(Position identification records)

|---|

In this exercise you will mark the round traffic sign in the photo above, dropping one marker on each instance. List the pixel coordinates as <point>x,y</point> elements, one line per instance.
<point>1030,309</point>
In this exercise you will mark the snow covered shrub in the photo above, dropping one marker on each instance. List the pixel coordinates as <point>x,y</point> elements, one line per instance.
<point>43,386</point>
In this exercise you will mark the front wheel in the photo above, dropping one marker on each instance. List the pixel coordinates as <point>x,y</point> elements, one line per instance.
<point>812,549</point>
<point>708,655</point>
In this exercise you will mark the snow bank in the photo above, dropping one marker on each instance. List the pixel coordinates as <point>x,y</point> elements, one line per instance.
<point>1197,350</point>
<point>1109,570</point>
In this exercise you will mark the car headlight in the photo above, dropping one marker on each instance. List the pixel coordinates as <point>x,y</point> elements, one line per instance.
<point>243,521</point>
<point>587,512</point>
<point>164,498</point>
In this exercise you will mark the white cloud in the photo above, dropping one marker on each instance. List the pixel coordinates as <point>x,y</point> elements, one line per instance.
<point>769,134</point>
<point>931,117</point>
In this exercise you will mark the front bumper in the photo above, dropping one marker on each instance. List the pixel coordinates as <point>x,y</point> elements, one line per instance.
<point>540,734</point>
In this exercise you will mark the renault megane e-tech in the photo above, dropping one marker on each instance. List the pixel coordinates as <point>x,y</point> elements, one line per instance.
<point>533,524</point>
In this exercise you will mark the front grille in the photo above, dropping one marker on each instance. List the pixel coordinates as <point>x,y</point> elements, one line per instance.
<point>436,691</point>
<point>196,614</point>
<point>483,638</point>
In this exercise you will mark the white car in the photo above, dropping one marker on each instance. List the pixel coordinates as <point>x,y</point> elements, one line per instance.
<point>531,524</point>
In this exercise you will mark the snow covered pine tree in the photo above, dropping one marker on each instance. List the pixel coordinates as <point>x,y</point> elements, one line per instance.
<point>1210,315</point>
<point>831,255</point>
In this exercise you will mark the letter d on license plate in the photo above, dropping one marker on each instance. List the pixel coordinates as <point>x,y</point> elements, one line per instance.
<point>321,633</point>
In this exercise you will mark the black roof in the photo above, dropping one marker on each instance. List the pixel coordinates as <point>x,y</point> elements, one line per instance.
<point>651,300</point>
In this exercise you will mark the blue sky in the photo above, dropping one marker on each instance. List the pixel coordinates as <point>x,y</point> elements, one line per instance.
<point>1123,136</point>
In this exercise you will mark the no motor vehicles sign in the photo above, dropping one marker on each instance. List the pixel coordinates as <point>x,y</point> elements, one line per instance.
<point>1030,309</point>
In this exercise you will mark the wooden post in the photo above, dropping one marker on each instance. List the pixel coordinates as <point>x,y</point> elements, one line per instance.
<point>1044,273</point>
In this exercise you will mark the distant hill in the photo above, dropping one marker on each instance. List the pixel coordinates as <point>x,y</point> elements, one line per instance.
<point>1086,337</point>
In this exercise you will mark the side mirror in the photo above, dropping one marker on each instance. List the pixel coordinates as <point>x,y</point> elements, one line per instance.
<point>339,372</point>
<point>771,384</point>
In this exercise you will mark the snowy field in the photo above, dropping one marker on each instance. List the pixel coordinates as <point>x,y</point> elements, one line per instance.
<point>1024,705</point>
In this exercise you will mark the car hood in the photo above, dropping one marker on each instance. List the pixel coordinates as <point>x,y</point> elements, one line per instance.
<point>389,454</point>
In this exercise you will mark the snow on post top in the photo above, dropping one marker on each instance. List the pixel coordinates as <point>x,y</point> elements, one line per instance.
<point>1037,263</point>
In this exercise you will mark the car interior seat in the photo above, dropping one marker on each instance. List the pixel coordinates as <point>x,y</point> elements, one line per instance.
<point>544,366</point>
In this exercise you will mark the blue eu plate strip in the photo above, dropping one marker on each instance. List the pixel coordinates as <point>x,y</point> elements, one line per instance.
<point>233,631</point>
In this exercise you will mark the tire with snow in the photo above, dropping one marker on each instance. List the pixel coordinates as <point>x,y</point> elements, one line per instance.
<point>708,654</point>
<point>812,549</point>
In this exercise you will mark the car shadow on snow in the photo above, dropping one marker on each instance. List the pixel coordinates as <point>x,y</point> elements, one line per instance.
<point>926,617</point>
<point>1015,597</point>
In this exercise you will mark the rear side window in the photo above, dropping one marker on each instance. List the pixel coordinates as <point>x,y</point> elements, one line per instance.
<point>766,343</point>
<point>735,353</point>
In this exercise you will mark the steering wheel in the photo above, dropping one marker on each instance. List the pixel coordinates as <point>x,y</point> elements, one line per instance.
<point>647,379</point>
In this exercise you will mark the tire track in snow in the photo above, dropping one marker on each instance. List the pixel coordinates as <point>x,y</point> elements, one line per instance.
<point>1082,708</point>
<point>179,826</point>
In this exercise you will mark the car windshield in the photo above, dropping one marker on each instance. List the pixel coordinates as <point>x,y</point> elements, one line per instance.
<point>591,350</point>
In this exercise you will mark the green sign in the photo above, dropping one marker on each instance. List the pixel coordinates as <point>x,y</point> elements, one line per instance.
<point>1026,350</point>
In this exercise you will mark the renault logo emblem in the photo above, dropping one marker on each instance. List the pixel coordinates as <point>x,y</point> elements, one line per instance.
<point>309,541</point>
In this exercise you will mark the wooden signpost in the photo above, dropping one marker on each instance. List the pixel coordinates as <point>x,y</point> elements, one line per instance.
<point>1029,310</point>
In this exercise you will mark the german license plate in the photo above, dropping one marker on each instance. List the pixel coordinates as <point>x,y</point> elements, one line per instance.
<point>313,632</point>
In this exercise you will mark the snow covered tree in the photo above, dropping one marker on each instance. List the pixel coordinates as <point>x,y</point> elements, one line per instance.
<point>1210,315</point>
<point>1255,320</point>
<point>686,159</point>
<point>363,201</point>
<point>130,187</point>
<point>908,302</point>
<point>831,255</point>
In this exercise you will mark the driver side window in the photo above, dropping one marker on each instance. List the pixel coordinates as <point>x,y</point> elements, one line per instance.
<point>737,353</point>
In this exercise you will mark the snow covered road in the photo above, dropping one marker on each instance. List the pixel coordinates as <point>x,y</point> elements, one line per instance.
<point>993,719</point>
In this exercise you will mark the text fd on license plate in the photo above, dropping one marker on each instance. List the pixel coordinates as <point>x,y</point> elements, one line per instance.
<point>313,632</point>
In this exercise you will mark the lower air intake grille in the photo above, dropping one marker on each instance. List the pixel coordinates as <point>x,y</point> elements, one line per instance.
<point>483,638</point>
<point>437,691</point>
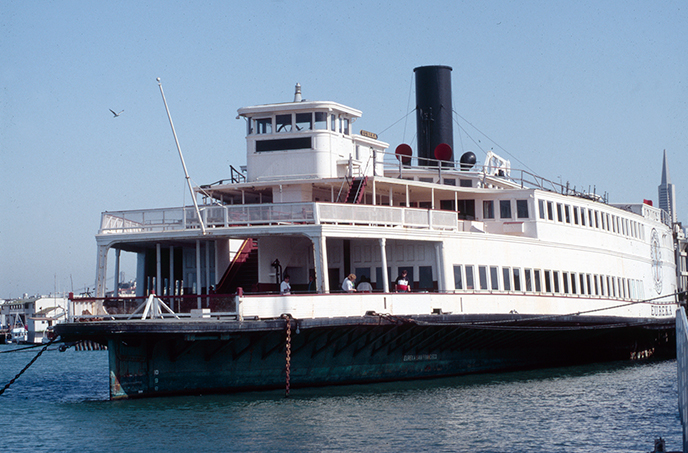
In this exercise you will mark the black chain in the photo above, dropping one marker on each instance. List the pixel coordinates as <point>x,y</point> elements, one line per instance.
<point>288,354</point>
<point>27,366</point>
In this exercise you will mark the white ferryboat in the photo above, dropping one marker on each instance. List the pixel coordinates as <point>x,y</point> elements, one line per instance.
<point>504,270</point>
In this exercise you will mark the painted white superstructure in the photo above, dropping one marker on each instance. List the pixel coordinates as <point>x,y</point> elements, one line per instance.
<point>487,239</point>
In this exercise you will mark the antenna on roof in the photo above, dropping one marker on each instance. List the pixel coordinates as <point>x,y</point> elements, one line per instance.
<point>186,173</point>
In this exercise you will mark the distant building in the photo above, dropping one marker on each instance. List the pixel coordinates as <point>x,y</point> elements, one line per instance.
<point>667,192</point>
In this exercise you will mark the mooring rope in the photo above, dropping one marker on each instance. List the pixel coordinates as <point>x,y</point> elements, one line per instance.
<point>288,353</point>
<point>27,366</point>
<point>21,349</point>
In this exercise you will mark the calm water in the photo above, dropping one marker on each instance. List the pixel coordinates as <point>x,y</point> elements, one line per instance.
<point>61,405</point>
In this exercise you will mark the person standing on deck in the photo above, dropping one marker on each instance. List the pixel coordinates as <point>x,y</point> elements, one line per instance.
<point>348,284</point>
<point>285,287</point>
<point>402,283</point>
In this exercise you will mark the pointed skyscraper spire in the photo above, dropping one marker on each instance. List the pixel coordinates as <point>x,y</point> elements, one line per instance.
<point>666,179</point>
<point>666,192</point>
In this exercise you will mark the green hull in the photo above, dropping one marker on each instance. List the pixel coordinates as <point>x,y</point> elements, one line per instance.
<point>192,357</point>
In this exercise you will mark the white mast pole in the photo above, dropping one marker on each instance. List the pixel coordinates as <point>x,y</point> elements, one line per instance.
<point>186,173</point>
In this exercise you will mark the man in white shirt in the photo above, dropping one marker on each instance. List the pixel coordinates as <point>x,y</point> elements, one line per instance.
<point>285,287</point>
<point>348,284</point>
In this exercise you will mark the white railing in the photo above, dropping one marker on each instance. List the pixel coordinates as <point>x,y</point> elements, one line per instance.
<point>173,219</point>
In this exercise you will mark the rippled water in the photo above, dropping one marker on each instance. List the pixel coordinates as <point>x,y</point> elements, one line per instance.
<point>61,405</point>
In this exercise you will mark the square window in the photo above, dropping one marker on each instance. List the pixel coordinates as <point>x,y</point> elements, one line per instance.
<point>488,209</point>
<point>504,209</point>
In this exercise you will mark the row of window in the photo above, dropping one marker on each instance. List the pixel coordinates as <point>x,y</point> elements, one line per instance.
<point>494,278</point>
<point>588,217</point>
<point>505,209</point>
<point>294,122</point>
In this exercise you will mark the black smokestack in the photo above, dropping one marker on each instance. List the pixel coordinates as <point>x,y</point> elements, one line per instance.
<point>433,111</point>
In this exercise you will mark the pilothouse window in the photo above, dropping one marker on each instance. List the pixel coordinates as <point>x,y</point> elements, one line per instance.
<point>283,123</point>
<point>522,209</point>
<point>264,125</point>
<point>304,121</point>
<point>320,120</point>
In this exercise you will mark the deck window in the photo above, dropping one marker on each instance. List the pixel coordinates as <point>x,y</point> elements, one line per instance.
<point>504,209</point>
<point>597,284</point>
<point>488,209</point>
<point>522,209</point>
<point>588,284</point>
<point>320,120</point>
<point>283,123</point>
<point>482,275</point>
<point>555,277</point>
<point>494,278</point>
<point>517,279</point>
<point>264,125</point>
<point>573,283</point>
<point>470,284</point>
<point>466,209</point>
<point>458,281</point>
<point>304,121</point>
<point>548,282</point>
<point>506,278</point>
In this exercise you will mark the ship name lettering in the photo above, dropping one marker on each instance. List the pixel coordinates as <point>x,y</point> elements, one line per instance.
<point>661,310</point>
<point>415,358</point>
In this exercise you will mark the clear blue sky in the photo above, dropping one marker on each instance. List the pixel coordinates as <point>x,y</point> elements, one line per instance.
<point>589,92</point>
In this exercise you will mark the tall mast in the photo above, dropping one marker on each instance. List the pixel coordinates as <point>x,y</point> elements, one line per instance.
<point>181,156</point>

|---|

### Exercise description
Extract the lines above, copying them without change, starting with the line that contains "In this exercise you will mark the black chain" and going on through the line that contains "<point>504,270</point>".

### Task output
In this exercise you will mark the black chain in the photo above, dropping one marker on each instance. List the pixel coordinates as <point>x,y</point> elements, one line per instance.
<point>288,354</point>
<point>27,366</point>
In this exercise you will mark the white ferryboat in the photo above, dropping one marker on each instance. List the pixel coordinates as <point>x,y</point> elements, one line per instance.
<point>504,270</point>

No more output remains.